* _Work instruction_: Transcribe exactly each line of the entries, from the opening line to the line with "Highlight plastic shopping bag.", with both of those lines included.

* _Supplied records_:

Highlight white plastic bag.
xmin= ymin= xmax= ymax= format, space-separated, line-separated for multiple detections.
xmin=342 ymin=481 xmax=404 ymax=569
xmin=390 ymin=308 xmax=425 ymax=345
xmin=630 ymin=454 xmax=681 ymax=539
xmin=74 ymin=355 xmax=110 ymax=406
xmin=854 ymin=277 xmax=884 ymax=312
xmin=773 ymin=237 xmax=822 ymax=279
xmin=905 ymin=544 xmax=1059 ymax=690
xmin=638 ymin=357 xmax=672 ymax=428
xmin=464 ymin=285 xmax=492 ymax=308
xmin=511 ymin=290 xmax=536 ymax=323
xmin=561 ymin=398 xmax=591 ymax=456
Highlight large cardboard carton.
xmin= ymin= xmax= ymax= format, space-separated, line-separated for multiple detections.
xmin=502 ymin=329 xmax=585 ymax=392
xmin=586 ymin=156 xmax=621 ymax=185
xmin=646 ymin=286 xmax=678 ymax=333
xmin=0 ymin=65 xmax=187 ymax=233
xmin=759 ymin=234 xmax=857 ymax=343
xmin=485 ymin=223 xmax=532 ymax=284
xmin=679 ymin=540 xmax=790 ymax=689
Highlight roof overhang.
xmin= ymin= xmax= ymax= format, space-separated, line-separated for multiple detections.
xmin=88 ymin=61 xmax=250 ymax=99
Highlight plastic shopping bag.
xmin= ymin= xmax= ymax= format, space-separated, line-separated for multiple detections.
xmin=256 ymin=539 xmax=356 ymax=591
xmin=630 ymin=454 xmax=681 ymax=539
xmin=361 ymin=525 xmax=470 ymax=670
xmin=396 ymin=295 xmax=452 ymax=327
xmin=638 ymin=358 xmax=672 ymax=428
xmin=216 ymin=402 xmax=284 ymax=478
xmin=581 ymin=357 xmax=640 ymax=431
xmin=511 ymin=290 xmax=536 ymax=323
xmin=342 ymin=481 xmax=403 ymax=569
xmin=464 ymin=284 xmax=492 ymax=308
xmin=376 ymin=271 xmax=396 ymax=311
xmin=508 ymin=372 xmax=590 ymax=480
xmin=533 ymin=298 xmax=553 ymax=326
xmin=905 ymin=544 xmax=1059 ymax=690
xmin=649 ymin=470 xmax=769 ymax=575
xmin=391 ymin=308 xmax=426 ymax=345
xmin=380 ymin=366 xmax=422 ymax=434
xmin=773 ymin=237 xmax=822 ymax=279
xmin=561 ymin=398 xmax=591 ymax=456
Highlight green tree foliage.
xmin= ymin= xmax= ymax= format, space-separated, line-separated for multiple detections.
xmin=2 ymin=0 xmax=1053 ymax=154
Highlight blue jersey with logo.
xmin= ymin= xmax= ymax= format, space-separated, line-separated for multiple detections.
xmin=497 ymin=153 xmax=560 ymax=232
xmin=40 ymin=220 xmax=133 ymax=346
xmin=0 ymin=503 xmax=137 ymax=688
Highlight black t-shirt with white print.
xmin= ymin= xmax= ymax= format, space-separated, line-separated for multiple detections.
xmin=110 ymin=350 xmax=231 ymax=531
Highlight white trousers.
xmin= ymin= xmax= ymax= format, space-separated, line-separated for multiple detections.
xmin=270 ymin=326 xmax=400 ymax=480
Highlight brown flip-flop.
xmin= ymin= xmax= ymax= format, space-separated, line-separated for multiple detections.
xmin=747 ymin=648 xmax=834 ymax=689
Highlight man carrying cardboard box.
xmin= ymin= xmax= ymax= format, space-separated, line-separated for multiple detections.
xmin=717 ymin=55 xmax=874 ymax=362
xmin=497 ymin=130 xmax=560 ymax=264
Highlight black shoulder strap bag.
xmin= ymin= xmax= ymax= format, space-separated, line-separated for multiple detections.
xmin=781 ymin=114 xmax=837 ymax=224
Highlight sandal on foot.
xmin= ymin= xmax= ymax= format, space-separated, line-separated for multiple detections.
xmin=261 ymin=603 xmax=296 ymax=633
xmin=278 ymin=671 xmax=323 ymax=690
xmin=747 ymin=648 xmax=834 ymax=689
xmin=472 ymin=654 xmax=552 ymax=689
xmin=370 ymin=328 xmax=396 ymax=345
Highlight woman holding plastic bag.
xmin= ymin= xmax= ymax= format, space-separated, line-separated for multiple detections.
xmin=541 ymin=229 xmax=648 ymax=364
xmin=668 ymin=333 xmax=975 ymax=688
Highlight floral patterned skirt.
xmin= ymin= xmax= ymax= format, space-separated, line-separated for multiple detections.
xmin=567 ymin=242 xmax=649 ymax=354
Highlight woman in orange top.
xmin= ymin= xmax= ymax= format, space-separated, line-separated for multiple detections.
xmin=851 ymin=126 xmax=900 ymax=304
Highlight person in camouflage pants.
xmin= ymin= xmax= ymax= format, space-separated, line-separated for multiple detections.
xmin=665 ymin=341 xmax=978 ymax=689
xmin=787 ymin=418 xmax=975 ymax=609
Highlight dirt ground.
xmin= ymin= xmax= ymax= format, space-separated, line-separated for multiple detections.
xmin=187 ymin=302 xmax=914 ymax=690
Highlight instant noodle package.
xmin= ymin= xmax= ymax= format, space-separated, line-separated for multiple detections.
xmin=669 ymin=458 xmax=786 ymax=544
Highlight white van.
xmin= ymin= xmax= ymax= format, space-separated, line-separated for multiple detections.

* _Answer to this exercise_:
Highlight white plastic bag.
xmin= ymin= xmax= ymax= format, space-separated, line-separated for multiple detections.
xmin=342 ymin=481 xmax=404 ymax=569
xmin=390 ymin=308 xmax=425 ymax=345
xmin=630 ymin=454 xmax=681 ymax=539
xmin=74 ymin=355 xmax=110 ymax=406
xmin=854 ymin=277 xmax=884 ymax=312
xmin=773 ymin=237 xmax=822 ymax=279
xmin=905 ymin=544 xmax=1059 ymax=690
xmin=638 ymin=357 xmax=672 ymax=428
xmin=464 ymin=285 xmax=492 ymax=308
xmin=511 ymin=290 xmax=536 ymax=323
xmin=561 ymin=398 xmax=591 ymax=456
Highlight large cardboard carton.
xmin= ymin= xmax= ymax= format, space-separated, line-separated for multiple detections.
xmin=502 ymin=329 xmax=585 ymax=392
xmin=586 ymin=156 xmax=621 ymax=185
xmin=646 ymin=286 xmax=678 ymax=333
xmin=0 ymin=65 xmax=187 ymax=233
xmin=759 ymin=234 xmax=857 ymax=343
xmin=485 ymin=223 xmax=532 ymax=284
xmin=679 ymin=540 xmax=790 ymax=689
Highlight roof overhang.
xmin= ymin= xmax= ymax= format, space-separated, line-separated for multiple detections.
xmin=88 ymin=61 xmax=250 ymax=99
Highlight plastic shopping bag.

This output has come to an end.